— Action item —
Please set down each line of the data again, unchanged.

[Records from a dataset]
::::::
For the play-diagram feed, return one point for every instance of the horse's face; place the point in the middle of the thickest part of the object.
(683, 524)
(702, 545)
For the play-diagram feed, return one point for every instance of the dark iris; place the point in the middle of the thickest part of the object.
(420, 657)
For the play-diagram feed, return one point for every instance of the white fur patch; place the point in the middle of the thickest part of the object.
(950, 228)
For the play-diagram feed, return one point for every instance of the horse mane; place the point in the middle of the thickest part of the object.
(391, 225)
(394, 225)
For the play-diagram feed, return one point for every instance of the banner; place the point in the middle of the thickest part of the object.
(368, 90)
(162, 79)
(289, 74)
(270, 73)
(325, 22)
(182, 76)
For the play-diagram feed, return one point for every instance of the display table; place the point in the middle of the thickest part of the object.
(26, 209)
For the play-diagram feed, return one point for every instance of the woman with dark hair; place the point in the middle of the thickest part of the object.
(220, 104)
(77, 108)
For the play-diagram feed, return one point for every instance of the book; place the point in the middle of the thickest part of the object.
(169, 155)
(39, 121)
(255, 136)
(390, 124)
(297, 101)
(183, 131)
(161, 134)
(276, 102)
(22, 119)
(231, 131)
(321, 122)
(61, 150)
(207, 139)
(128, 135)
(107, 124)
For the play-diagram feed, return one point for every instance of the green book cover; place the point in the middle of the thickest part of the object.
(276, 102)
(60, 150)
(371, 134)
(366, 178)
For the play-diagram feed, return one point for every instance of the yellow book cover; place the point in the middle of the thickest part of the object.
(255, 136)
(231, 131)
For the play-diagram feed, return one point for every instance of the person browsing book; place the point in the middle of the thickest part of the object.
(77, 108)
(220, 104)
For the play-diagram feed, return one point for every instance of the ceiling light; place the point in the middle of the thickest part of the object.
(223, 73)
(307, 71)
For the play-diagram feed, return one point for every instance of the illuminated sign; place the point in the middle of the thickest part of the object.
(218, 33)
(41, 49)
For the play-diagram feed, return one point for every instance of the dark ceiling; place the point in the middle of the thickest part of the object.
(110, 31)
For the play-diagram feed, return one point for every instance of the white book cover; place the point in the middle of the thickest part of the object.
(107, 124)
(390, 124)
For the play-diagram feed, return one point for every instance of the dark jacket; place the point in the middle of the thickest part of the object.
::::::
— Written answer —
For the play-diagram feed, return one point for every instance of the horse's face; place the point in the middle of the thickest part of the object.
(683, 524)
(702, 545)
For the play-diagram feed, return one point for every instance of the dark iris; place the point in the middle of the thickest part of the object.
(420, 657)
For the play-diagram feed, return one point for every instance of the white fur patch; place the point in the middle of the thickest part of the object.
(950, 228)
For the play-diagram feed, return one point for every instance of the horse mane; place the point in the middle of the thickest part of the object.
(391, 225)
(394, 225)
For the play-diagram feed, return one point for every instance of the banner; place the point in the middle of the thickest part of the object.
(368, 90)
(162, 79)
(289, 74)
(270, 73)
(325, 22)
(182, 76)
For the play-diagram feed, return one point for every instance of the display table; place the point in the middle of the thickest part of the object.
(26, 209)
For the play-diagram feed, return one point for every instance of the woman with dark hair; place the point in the middle of the thickest part of the object.
(220, 104)
(77, 108)
For the play-diagram feed, return one point for every instance of the book; place the point in the middle of the thickest part of the object.
(169, 155)
(39, 121)
(255, 136)
(390, 124)
(297, 101)
(183, 131)
(161, 134)
(276, 102)
(22, 119)
(231, 131)
(321, 122)
(61, 150)
(207, 139)
(128, 135)
(107, 124)
For the play-diagram feed, return one point for every instance of the green book cover; place the point in the middle of the thickest part of the object.
(276, 102)
(60, 150)
(371, 134)
(366, 178)
For the play-diagram feed, return one point for every instance of the yellow book cover; place the point in the middle of the thickest part of the object.
(255, 136)
(231, 131)
For the play-diagram feed, return one point for every instance of the person browsing book; place the point in the middle of the thickest part of the object.
(77, 108)
(220, 104)
For the play-diagram feed, return one point for every instance of the ceiling light; place the point in the middle of the thickest part of the object.
(223, 73)
(307, 71)
For the play-diagram feed, return one point for every instance of the illuminated sign; place the point in the middle of the thickest part of the object.
(218, 33)
(41, 49)
For the play-diagram feed, return one point for every instance of the dark ceiling; place the point in the middle of the thickest part of the object.
(110, 31)
For the play-diagram feed, return one point for every instance of the white book cover; place the point in the middle of the thickest part of the object.
(107, 124)
(390, 124)
For the play-diagram feed, return one point for every instance of the dark jacket; place the point in the middle of the thickest part of the object.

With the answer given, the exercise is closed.